● **Article**:
##############################

Enfin, la distinction qui
se fait par la pensée consiste en ce que nous distinguons quelquefois une
substance de quelqu’un de ses attributs sans lequel néanmoins il n’est pas
possible que nous en ayons une connaissance distincte ; ou bien en ce que
nous tâchons de séparer d’une même substance deux tels attributs, en pensant à
l’un sans penser à l’autre. Cette distinction est remarquable en ce que nous ne
saurions avoir une idée claire et distincte d’une telle substance si nous lui
ôtons un tel attribut ; ou bien en ce que nous ne saurions avoir une idée
claire et distincte de l’un de deux ou plusieurs tels attributs si nous le
séparons des autres. Par exemple, à cause qu’il n’y a point de substance qui ne
cesse d’exister lorsqu’elle cesse de durer, la durée n’est distincte de la
substance que par la pensée ; et généralement tous les attributs qui font
que nous avons des pensées diverses d’une même chose, tels que sont par exemple
l’étendue du corps et sa propriété d’être divisé en plusieurs parties, ne
diffèrent du corps qui nous sert d’objet, et réciproquement l’un de l’autre,
qu’à cause que nous pensons quelquefois confusément à l’un sans penser à
l’autre. Il me souvient d’avoir mêlé la distinction qui se fait par la pensée
avec la modale, sur la fin des réponses que j’ai faites aux premières
objections qui m’ont été envoyées sur les Méditations de ma métaphysique ;
mais cela ne répugne point à ce que j’écris en cet endroit, parce que, n’ayant
pas dessein de traiter pour lors fort amplement de cette matière, il me
suffisait de les distinguer toutes deux de la réelle.
63. Comment on peut avoir
des notions distinctes de l’extension et de la pensée, en tant que l’une
constitue la nature du corps et l’autre celle de l’âme.
Nous
pouvons aussi considérer la pensée et l’étendue comme les choses principales
qui constituent la nature de la substance intelligente et corporelle, et alors
nous ne devons point les concevoir autrement que comme la substance même qui
pense et qui est étendue ; c’est-à-dire comme l’âme et le corps ; car
nous les connaissons en cette sorte très clairement et très distinctement. Il
est même plus aisé de connaître une substance qui pense ou une substance
étendue que la (54) substance toute seule, laissant à part si elle pense
ou si elle est étendue ; parce qu’il y a quelque difficulté à séparer la
notion que nous avons de la substance de celle que nous avons de la pensée et
de l’étendue : car elles ne diffèrent de la substance que par cela seul
que nous considérons quelquefois la pensée ou l’étendue sans faire réflexion
sur la chose même qui pense ou qui est étendue. Et notre conception n’est pas
plus distincte parce qu’elle comprend peu de choses, mais parce que nous
discernons soigneusement ce qu’elle comprend, et que nous prenons garde à ne le
point confondre avec d’autres notions qui la rendraient plus obscure.

##############################

● **Lignes fournies**:
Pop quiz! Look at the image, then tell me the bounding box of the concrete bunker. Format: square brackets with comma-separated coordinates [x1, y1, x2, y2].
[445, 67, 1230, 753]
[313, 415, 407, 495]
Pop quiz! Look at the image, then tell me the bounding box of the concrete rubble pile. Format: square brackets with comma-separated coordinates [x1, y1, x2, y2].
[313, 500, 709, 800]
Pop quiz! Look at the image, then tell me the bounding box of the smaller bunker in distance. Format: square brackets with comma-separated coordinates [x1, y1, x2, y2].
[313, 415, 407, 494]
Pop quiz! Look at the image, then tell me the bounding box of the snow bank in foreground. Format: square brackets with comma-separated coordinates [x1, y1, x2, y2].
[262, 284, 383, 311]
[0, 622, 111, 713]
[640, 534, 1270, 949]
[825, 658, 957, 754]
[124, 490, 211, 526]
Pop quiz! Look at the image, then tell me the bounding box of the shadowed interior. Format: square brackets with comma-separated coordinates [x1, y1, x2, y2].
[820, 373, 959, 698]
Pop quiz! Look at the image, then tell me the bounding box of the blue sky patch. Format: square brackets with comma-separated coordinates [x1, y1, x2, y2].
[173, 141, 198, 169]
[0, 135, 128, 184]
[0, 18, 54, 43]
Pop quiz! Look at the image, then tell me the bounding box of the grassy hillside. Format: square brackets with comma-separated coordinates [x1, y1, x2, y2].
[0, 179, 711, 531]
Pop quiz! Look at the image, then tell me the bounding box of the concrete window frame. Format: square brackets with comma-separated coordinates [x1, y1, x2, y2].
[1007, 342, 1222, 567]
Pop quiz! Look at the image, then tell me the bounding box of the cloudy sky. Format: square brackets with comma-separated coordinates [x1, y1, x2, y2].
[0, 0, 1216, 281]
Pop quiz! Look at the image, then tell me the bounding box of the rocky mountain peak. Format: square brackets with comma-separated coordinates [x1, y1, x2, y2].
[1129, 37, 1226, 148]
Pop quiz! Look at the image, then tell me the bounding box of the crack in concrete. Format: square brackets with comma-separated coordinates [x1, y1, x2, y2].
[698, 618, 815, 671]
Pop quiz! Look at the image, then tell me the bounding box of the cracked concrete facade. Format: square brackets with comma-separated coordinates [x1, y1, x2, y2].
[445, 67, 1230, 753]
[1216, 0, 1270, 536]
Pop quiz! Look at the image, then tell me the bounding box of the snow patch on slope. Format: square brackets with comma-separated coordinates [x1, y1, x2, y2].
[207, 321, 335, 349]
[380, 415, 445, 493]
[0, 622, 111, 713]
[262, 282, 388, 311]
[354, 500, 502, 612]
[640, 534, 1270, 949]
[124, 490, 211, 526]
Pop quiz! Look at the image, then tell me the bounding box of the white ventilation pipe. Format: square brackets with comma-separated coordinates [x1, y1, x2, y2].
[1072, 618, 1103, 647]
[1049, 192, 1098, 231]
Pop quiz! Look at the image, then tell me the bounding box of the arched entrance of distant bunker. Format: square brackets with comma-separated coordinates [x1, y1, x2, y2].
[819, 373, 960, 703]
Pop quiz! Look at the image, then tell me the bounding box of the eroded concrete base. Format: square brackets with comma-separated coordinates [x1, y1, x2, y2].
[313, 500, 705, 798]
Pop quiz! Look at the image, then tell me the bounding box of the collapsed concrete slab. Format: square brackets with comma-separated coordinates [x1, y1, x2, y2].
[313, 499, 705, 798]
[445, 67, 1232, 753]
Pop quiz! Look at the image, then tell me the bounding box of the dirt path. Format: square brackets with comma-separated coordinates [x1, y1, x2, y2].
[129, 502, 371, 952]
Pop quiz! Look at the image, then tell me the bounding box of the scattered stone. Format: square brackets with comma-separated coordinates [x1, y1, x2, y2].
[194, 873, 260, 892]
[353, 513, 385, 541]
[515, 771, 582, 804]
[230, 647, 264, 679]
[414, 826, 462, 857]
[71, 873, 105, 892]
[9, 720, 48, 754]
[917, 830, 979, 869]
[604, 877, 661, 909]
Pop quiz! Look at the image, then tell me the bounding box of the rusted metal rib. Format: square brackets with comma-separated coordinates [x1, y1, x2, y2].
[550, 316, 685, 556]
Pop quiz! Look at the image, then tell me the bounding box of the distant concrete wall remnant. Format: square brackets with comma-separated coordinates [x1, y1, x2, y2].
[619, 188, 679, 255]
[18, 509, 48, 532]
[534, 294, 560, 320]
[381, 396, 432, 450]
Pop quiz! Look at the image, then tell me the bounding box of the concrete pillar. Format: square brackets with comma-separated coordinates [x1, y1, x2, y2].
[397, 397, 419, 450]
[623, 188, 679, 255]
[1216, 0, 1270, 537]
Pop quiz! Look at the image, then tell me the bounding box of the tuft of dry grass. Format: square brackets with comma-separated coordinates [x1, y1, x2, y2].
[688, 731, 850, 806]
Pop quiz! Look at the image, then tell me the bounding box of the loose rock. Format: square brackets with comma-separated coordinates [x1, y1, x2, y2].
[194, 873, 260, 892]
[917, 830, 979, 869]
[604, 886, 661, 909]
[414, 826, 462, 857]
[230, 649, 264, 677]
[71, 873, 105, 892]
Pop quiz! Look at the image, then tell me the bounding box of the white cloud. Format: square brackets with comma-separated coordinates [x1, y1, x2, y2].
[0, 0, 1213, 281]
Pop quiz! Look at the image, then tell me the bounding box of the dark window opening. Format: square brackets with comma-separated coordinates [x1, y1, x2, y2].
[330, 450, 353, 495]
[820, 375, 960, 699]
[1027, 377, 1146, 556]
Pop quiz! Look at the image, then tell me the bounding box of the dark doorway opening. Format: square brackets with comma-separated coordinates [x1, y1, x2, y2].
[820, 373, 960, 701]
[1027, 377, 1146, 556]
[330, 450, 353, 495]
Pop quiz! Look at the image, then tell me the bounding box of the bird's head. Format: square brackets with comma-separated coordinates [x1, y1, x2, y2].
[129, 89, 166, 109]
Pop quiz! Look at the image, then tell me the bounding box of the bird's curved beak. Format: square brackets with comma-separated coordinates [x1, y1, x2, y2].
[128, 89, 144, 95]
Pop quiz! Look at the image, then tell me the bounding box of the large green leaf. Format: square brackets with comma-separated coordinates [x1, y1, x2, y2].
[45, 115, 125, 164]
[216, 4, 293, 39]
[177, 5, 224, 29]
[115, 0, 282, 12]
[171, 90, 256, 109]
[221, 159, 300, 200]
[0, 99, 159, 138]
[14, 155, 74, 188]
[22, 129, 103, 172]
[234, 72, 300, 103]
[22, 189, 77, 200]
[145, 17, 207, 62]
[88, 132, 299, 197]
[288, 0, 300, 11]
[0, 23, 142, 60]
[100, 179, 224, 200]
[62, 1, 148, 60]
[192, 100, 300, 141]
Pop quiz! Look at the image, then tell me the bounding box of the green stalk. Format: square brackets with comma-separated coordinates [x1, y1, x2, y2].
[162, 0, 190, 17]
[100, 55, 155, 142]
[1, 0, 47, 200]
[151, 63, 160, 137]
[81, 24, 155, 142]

##############################

● **Consignes**: Recopiez le passage de l’article qui va de « 63. Comment on » jusqu’à « celle de l’âme. », en mettant « étendue » à la place de « extension ».

● **Résultat obtenu**:
63. Comment on peut avoir
des notions distinctes de l’étendue et de la pensée, en tant que l’une
constitue la nature du corps et l’autre celle de l’âme.